> _Description of the task_
Reading down the listing below, count the lines where the word "dark" shows up, then give only that count.

> _Input data_
☆ ☆ ☆ ☆ ☆

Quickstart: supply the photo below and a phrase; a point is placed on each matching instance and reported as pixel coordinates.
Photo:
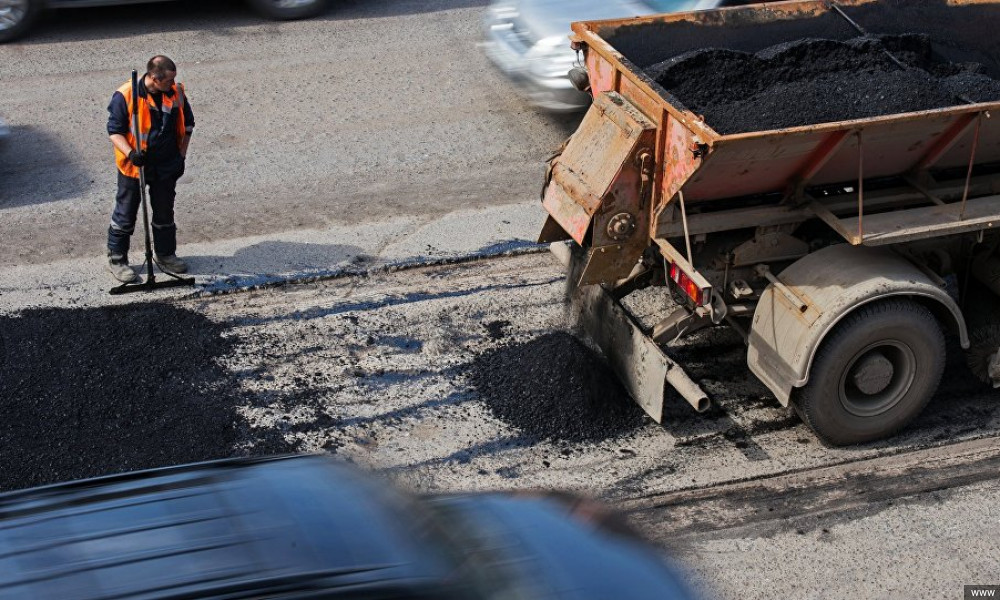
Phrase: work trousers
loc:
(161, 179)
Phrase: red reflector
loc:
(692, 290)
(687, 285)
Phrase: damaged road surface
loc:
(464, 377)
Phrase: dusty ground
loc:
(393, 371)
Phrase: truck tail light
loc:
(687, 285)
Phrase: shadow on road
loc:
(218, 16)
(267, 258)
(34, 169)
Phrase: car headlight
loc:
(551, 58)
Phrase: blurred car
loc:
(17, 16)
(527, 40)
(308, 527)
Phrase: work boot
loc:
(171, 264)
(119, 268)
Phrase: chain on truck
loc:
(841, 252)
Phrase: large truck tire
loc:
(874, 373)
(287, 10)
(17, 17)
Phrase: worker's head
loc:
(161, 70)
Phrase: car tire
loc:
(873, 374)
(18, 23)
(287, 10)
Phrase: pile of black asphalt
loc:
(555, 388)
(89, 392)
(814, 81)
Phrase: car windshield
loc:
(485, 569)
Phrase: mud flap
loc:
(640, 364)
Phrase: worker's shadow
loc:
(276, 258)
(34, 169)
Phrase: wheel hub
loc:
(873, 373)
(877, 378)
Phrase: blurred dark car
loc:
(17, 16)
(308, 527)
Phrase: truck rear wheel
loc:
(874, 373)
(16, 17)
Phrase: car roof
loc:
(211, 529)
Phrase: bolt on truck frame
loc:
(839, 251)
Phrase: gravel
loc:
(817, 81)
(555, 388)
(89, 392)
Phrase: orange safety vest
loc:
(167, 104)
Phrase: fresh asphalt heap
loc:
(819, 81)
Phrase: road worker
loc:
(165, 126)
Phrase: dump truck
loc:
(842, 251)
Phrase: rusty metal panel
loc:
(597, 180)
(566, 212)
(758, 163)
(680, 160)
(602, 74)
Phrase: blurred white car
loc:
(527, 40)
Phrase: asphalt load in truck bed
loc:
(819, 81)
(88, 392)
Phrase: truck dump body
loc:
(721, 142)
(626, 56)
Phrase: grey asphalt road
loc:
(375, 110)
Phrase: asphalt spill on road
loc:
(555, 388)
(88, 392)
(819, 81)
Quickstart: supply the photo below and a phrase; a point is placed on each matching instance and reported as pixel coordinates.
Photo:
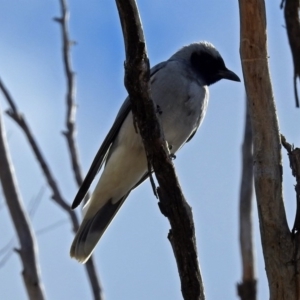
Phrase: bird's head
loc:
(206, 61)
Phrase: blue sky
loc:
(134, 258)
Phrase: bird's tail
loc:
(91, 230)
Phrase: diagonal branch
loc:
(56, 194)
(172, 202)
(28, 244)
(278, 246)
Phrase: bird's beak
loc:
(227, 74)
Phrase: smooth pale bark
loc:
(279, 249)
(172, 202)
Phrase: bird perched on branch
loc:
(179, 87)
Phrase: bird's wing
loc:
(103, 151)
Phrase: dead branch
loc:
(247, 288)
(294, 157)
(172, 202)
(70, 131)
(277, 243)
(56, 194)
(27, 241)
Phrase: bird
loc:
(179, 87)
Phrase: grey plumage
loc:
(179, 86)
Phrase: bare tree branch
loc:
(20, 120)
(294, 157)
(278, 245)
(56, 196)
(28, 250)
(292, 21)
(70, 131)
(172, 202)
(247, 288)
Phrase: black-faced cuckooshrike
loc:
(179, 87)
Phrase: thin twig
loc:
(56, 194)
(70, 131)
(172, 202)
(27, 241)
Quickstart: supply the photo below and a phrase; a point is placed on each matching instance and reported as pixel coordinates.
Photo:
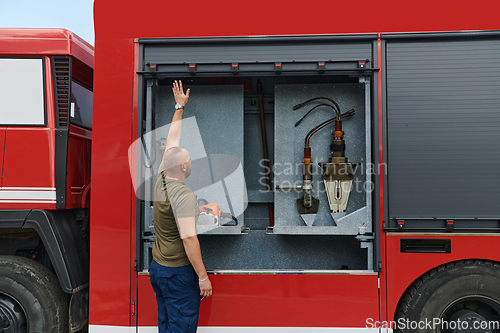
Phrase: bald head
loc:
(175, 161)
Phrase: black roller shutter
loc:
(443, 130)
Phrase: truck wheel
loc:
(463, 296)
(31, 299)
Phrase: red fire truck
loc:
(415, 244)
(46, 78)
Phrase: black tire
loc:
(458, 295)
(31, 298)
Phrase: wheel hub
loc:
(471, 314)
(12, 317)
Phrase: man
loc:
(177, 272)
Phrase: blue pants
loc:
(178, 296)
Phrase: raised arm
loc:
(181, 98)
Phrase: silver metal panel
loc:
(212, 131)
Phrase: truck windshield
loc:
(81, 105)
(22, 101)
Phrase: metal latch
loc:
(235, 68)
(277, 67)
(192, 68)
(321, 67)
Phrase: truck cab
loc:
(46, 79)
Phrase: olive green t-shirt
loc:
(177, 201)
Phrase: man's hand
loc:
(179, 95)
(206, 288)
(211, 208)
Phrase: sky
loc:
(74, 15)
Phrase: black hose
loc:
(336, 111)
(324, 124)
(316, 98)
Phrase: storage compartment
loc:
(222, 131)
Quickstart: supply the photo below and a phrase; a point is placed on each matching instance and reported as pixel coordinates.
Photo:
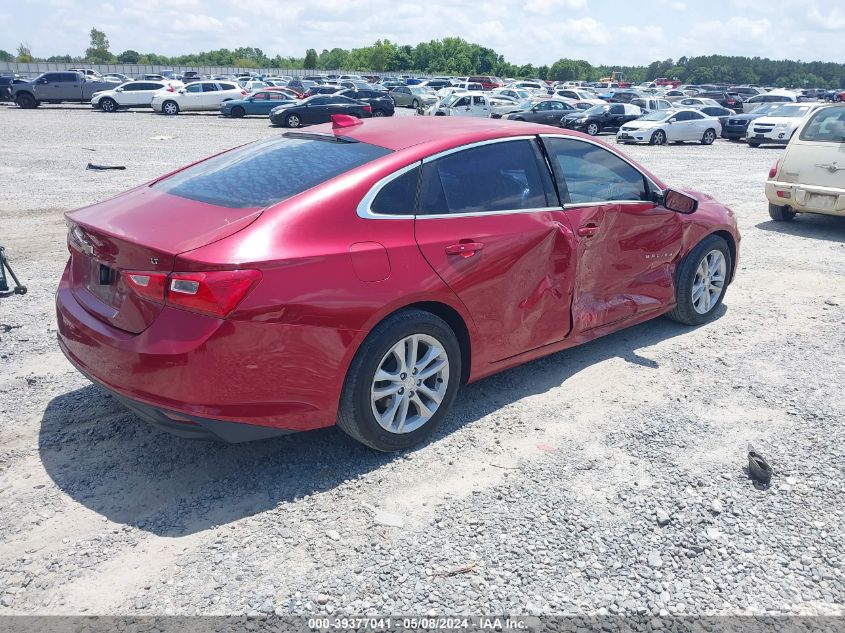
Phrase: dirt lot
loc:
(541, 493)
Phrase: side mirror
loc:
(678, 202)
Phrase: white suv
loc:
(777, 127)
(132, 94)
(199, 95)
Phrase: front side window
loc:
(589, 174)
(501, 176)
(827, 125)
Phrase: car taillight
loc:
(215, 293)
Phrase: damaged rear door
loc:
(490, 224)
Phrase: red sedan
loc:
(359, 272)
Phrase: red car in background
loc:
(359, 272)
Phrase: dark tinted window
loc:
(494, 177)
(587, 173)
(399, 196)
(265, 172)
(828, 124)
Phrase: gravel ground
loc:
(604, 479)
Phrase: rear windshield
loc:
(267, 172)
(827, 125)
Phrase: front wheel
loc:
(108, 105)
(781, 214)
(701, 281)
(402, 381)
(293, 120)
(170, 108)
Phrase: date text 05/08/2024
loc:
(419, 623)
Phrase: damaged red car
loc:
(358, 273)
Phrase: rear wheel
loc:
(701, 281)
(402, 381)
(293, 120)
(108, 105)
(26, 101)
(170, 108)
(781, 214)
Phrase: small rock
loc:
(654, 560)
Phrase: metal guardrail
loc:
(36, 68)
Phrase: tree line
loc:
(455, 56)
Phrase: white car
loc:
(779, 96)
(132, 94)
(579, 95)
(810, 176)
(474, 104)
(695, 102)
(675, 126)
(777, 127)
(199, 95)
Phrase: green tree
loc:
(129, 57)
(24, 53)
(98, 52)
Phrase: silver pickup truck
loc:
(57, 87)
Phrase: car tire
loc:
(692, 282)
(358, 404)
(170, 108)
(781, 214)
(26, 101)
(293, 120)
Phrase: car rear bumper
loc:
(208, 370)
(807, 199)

☆ ☆ ☆ ☆ ☆

> _Response area_
2